>> START

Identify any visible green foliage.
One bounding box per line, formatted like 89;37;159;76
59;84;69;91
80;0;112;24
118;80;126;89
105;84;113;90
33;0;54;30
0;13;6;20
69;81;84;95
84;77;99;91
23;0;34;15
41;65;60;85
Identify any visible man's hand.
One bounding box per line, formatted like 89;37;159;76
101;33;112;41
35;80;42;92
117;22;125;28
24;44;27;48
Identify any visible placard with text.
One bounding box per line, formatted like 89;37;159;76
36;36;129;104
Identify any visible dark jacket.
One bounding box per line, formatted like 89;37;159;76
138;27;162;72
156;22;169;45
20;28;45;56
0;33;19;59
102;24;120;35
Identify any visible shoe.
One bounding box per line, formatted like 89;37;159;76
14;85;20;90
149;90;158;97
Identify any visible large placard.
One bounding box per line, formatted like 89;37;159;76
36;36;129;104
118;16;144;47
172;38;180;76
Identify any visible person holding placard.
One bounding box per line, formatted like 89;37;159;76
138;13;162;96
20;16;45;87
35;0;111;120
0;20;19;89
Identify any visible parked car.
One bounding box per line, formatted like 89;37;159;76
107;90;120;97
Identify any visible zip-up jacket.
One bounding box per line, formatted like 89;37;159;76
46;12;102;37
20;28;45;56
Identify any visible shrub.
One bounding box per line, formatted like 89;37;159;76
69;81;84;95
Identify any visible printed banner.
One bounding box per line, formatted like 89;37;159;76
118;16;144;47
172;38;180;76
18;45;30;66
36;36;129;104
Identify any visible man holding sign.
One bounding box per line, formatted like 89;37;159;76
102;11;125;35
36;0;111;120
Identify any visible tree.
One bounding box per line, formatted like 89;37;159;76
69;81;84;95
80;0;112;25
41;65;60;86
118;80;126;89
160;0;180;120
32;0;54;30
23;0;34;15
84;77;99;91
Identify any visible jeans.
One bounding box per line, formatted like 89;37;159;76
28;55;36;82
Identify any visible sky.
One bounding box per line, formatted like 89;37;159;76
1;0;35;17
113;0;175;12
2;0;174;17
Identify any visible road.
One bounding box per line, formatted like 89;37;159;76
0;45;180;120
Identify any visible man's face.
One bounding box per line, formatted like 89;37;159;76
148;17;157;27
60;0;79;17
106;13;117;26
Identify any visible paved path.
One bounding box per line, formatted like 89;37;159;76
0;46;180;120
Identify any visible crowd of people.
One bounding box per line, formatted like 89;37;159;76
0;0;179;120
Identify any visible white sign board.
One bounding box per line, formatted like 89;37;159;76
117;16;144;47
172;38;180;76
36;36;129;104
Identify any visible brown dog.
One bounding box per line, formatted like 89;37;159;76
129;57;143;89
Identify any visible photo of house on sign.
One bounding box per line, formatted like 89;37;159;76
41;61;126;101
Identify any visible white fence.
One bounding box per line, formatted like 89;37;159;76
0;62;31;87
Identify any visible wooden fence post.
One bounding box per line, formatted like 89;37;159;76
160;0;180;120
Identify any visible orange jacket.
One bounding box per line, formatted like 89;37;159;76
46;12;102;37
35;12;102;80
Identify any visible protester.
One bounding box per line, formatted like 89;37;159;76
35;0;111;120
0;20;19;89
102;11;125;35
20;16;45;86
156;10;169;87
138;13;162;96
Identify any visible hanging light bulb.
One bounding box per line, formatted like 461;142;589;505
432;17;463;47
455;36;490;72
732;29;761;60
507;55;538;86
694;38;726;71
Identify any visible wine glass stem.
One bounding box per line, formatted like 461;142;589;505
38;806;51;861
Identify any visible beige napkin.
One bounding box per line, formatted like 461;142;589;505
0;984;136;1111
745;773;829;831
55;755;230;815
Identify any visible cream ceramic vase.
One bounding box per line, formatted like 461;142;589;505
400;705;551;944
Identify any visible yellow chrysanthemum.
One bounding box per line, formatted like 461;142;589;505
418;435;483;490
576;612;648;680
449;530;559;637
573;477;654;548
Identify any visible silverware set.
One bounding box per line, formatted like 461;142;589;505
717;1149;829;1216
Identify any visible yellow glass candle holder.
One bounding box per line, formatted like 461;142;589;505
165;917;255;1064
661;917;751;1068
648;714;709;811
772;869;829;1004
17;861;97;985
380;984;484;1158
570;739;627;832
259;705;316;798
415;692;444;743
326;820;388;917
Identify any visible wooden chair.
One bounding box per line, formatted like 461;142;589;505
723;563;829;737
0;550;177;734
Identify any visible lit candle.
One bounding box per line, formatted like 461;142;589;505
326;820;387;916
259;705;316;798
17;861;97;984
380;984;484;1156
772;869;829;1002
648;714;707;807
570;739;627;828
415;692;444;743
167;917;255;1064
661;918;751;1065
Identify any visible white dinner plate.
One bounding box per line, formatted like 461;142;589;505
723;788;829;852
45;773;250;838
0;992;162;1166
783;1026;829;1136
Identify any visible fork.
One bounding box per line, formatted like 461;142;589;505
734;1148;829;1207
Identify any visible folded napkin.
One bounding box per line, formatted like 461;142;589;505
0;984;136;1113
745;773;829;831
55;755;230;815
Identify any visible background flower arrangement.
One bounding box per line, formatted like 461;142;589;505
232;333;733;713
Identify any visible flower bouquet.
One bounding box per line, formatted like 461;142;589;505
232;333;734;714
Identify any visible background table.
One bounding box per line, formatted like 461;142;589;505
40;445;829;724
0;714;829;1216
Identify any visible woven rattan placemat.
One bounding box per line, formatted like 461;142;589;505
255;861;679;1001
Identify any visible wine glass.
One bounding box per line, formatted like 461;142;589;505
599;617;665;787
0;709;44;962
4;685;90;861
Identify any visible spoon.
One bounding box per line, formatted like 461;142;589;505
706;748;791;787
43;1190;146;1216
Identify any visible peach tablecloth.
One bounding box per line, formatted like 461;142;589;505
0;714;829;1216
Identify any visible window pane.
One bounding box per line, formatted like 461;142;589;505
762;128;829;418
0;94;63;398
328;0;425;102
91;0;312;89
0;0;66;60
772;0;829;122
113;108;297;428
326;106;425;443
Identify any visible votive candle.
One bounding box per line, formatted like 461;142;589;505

>> END

◆ Exercise
Copy out every row above line for line, without changing a single character.

◆ Result of the exercise
Identify any visible green foliage.
One bounding box per line, formatted like 89;37;159;76
59;84;69;91
80;0;112;24
118;80;126;89
105;84;113;90
33;0;54;30
0;13;6;20
69;81;84;95
84;77;99;91
23;0;34;15
41;65;60;85
Identify any visible man's hand.
One bounding box per line, formatted like 89;37;159;76
101;33;112;41
35;80;42;92
117;22;125;28
24;44;27;48
Identify any visible placard with text.
One bounding box per line, formatted like 89;37;159;76
36;36;129;104
Identify any visible dark jacket.
One bounding box per line, formatted like 89;37;159;76
138;27;162;72
156;22;169;45
20;28;45;56
0;33;19;59
102;24;120;35
Identify any visible shoe.
One bounding box per line, formatted like 89;37;159;76
14;85;20;90
149;90;158;97
Identify any visible large placard.
One bounding box per line, formatted like 89;37;159;76
36;36;129;104
118;16;144;47
172;38;180;76
Identify any visible person holding placard.
One bounding box per line, formatted like 89;37;159;76
138;13;162;96
20;16;45;87
35;0;111;120
0;20;19;89
Identify any visible parked car.
One bounding box per line, formatted like 89;37;159;76
107;90;120;97
Identify any visible zip-up jacket.
One bounding box per line, formatted like 89;37;159;76
46;12;102;37
20;28;45;56
Identify any visible shrub.
One bounding box per line, formatted like 89;37;159;76
69;81;84;95
Identify any visible printed banner.
One bounding box per line, formatted like 89;37;159;76
118;16;144;47
172;38;180;76
18;45;30;66
36;36;129;104
Identify any visible man holding sign.
One bounding box per line, formatted like 89;37;159;76
102;11;125;35
36;0;111;120
Identify any visible tree.
One bounding box per line, formatted like 89;37;159;76
69;81;84;95
80;0;112;25
41;65;60;86
118;80;126;89
160;0;180;120
32;0;54;30
23;0;34;15
84;77;99;91
Identify any visible jeans.
One bounding box per line, formatted like 89;37;159;76
28;55;36;82
Identify any visible sky.
One bounding box per line, formatted like 89;37;159;76
1;0;35;17
113;0;175;12
2;0;174;17
Identify any visible road.
One bounding box per line, formatted like 89;37;159;76
0;45;180;120
Identify any visible man's face.
One bounding box per line, formatted like 89;37;159;76
148;17;157;27
60;0;79;17
106;13;117;26
Identify any visible paved path.
One bounding box per line, formatted like 89;37;159;76
0;46;180;120
Identify any visible crowd of people.
One bounding box per line, formatted like 89;37;159;76
0;0;179;120
Identify any visible white sign board.
One bounding box per line, formatted like 89;37;159;76
117;16;144;47
172;38;180;76
36;36;129;104
Identify any visible brown dog.
One bounding box per line, formatted like 89;37;159;76
129;57;143;89
Identify any visible photo of house on sign.
One bounding box per line, formatted like 89;37;159;76
41;61;126;101
Identify any visible white fence.
One bounding box per line, formatted like 89;37;159;76
0;62;31;87
Identify any visible wooden fence post.
One bounding box per line, formatted like 89;37;159;76
160;0;180;120
Identify any visible orange jacket.
One bounding box per line, formatted like 89;37;159;76
46;12;102;37
35;12;102;80
Identify any visible protester.
One bounding box per line, formatted like 89;37;159;76
35;0;111;120
0;20;19;89
102;11;125;35
20;16;45;86
156;10;169;87
138;13;162;96
Identify any visible hanging light bulb.
One bounding box per line, formatted like 461;142;589;505
432;17;463;47
455;36;490;72
732;29;761;60
507;55;538;86
694;38;726;71
Identify any visible wine glass stem.
One bounding box per line, formatted like 461;142;589;505
38;806;51;861
Identify any visible beige napkin.
One bounding box per line, formatted like 461;142;589;505
0;984;136;1111
745;773;829;831
55;755;230;815
Identify any visible cream ceramic vase.
One bounding box per line, formatted like 461;142;589;505
400;705;551;944
Identify any visible yellow chrysanthemum.
One bounding box per line, formatted like 461;142;589;505
418;435;483;490
576;612;648;680
449;530;559;637
573;477;654;548
Identify any visible silverware set.
One bounding box per line, formatted like 461;142;589;505
717;1149;829;1216
Identify any visible yellow glass candle holder.
One bounding box per line, formatted like 461;142;589;505
165;917;255;1064
661;917;751;1068
648;714;709;811
772;869;829;1004
17;861;97;985
380;984;484;1158
570;739;627;832
259;705;316;798
415;692;444;743
326;820;388;917
Identify any visible wooden chair.
One bounding box per line, formatted like 461;142;589;505
723;563;829;737
0;550;177;734
Identify any visible lit candle.
One bounding box per line, formatted like 461;142;589;505
326;820;387;916
259;705;316;798
17;861;97;984
380;984;484;1156
772;869;829;1002
648;714;707;807
570;739;627;828
415;692;444;743
167;917;255;1064
661;918;751;1065
Identify any visible white dinner plate.
One bounding box per line, formatted like 461;142;589;505
723;788;829;852
45;773;250;838
0;992;162;1166
783;1026;829;1136
Identify any visible fork.
One bounding box per line, formatted like 461;142;589;505
734;1148;829;1207
Identify any visible folded napkin.
One bounding box per line, formatted like 461;142;589;505
0;984;136;1113
745;773;829;831
55;755;230;815
Identify any visible background flower arrangement.
One bounding box per line, formatted like 461;142;589;505
232;333;733;713
Identify any visible flower bouquet.
One bounding box per line, formatted like 461;142;589;505
232;333;734;714
Identify any visible background table.
One bounding box per line, formatted like 461;142;589;505
40;445;829;724
0;714;829;1216
Identify any visible woven rattan placemat.
One bounding box per line, formatted like 461;142;589;505
255;861;679;1001
Identify any visible wine glass.
One bounding box per line, formatted like 461;142;589;505
599;617;665;787
0;709;44;962
4;685;90;861
Identify any visible spoon.
One bounding box per line, formatted like 461;142;589;505
706;748;791;787
43;1190;146;1216
Identify any visible peach tablecloth.
One bounding box per line, formatted like 461;142;589;505
0;714;829;1216
Identify any visible window pane.
One bounding box per line, formatted like 461;142;589;505
762;128;829;418
0;94;63;398
328;0;425;102
91;0;312;89
0;0;66;60
772;0;829;122
113;108;297;428
326;106;425;443
Identify any visible votive candle.
One bounding box per line, formatted like 461;142;589;505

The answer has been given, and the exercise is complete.